::: SUPPLIED PASSAGE

Distributed Tracing & Observability

Implementing distributed tracing and observability in microservices.

October 18, 2025 Architecture , Cloud 2 min read

When you have 50+ microservices, a single user request can traverse a dozen services before returning a response. When that request fails or is slow, finding the root cause without distributed tracing is like debugging with your eyes closed.

We implemented OpenTelemetry across our entire platform over six months. Here’s the practical guide I wish we had when we started.

OpenTelemetry (OTel) is the industry standard for observability. It provides:

Vendor-neutral instrumentation — switch backends without changing code
Unified API for traces, metrics, and logs
Automatic context propagation — trace IDs flow through HTTP, gRPC, and message queues
Massive ecosystem — auto-instrumentation for 40+ languages and frameworks

The foundation of distributed tracing is propagating trace context across service boundaries. OTel uses W3C Trace Context headers:

traceparent: 00-4bf92f3577b34da6a3ce929d0e0e4736-00f067aa0ba902b7-01
             │  │                              │              │
             │  │                              │              └─ flags (sampled)
             │  │                              └─ parent span ID
             │  └─ trace ID
             └─ version

Every service must extract this header from incoming requests and inject it into outgoing calls:

from opentelemetry import trace
from opentelemetry.propagate import extract, inject
import httpx

tracer = trace.get_tracer("order-service")

async def process_order(order_id: str, headers: dict):
    # Extract trace context from incoming request
    ctx = extract(headers)

    with tracer.start_as_current_span("process_order", context=ctx) as span:
        span.set_attribute("order.id", order_id)

        # Call payment service — inject trace context
        outgoing_headers = {}
        inject(outgoing_headers)

        async with httpx.AsyncClient() as client:
            response = await client.post(
                "http://payment-service/api/charge",
                json={"order_id": order_id, "amount": 9999},
                headers=outgoing_headers,
            )

        span.set_attribute("payment.status", response.status_code)
        return response.json()

Before writing manual spans, enable auto-instrumentation. It captures HTTP clients, database queries, and framework handlers for free:

# At application startup
from opentelemetry.instrumentation.fastapi import FastAPIInstrumentor
from opentelemetry.instrumentation.httpx import HTTPXClientInstrumentor
from opentelemetry.instrumentation.asyncpg import AsyncPGInstrumentor

FastAPIInstrumentor.instrument_app(app)
HTTPXClientInstrumentor().instrument()
AsyncPGInstrumentor().instrument()

::::::
::: DATA ENTRIES

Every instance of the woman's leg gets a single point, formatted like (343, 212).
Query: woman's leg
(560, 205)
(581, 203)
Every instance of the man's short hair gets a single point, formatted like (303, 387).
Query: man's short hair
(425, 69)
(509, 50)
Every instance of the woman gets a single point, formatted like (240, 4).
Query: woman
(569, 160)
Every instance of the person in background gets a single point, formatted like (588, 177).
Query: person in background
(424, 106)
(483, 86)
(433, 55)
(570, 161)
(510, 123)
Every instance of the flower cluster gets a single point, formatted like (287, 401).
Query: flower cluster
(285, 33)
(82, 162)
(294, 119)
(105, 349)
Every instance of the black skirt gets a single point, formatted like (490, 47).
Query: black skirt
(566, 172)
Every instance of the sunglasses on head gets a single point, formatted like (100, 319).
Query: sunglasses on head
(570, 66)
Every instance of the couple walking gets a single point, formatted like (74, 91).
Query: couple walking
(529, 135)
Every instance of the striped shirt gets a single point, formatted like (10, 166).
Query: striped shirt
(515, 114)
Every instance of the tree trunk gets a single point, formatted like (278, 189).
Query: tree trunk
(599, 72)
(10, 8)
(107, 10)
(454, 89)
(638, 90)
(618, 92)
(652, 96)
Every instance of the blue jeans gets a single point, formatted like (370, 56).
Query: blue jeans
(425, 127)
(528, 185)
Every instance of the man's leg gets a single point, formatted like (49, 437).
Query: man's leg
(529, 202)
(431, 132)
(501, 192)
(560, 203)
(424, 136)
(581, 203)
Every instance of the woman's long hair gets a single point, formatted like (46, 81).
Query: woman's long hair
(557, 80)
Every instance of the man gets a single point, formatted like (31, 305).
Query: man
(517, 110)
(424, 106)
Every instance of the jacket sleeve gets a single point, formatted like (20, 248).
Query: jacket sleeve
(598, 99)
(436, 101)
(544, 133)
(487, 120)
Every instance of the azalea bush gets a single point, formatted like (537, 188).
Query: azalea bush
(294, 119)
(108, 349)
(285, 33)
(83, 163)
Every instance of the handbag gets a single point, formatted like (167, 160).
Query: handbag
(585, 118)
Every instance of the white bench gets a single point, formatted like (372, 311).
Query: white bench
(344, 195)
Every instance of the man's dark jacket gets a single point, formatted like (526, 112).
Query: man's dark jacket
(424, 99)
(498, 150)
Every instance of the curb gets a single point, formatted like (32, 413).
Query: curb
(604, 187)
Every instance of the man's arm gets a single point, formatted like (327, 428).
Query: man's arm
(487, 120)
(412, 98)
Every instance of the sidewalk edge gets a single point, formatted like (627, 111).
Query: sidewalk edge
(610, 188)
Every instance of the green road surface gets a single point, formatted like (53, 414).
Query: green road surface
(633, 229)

::::::

TASKS TO PERFORM =>
1) Rewrite the part of the distributed tracing article that opens with the words containing "Distributed Tracing &" and closes with "when we started.", and change "microservices" to "backend services" throughout it.
2) Pick up the distributed tracing article at the point where it stops, and keep writing it.
The listing has nothing to do with the distributed tracing article.

WRITTEN ANSWERS =>
1)
Distributed Tracing & Observability

Implementing distributed tracing and observability in backend services.

October 18, 2025 Architecture , Cloud 2 min read

When you have 50+ backend services, a single user request can traverse a dozen services before returning a response. When that request fails or is slow, finding the root cause without distributed tracing is like debugging with your eyes closed.

We implemented OpenTelemetry across our entire platform over six months. Here’s the practical guide I wish we had when we started.

2)
This alone gave us visibility into 80% of our service interactions with zero code changes.

Sampling is critical — tracing every request at scale is prohibitively expensive. We use a tiered approach:

sampling:
  default:
    type: probabilistic
    rate: 0.01 # 1% of all requests
  errors:
    type: always_on # 100% of failed requests
  slow:
    type: always_on # 100% of requests > 1s
  high_value:
    type: always_on # 100% of premium customer requests

from opentelemetry.sdk.trace.sampling import ParentBased, TraceIdRatioBased

# Default: 1% sampling
default_sampler = ParentBased(TraceIdRatioBased(0.01))

# Custom sampler: always sample errors and slow requests
class SmartSampler:
    def should_sample(self, span_context, trace_id, name, attributes):
        # Always sample if it's an error span
        if attributes.get("error"):
            return ALWAYS_ON

        # Always sample if it's slow
        if attributes.get("duration_ms", 0) > 1000:
            return ALWAYS_ON

        # Otherwise use probabilistic sampling
        return default_sampler.should_sample(
            span_context, trace_id, name, attributes
        )

This gives us complete visibility into problems while keeping storage costs manageable.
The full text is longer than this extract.